EXERCISE DESCRIPTION
Shift each point below by adding 7 to every x and y coordinate in the answers, and write all the lines out again, requests included.

STORED RECORDS
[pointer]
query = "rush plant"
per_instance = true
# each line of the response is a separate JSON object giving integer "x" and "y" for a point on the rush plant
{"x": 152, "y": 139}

THE OUTPUT
[pointer]
query = "rush plant"
per_instance = true
# each line of the response is a separate JSON object giving integer "x" and "y" for a point on the rush plant
{"x": 159, "y": 146}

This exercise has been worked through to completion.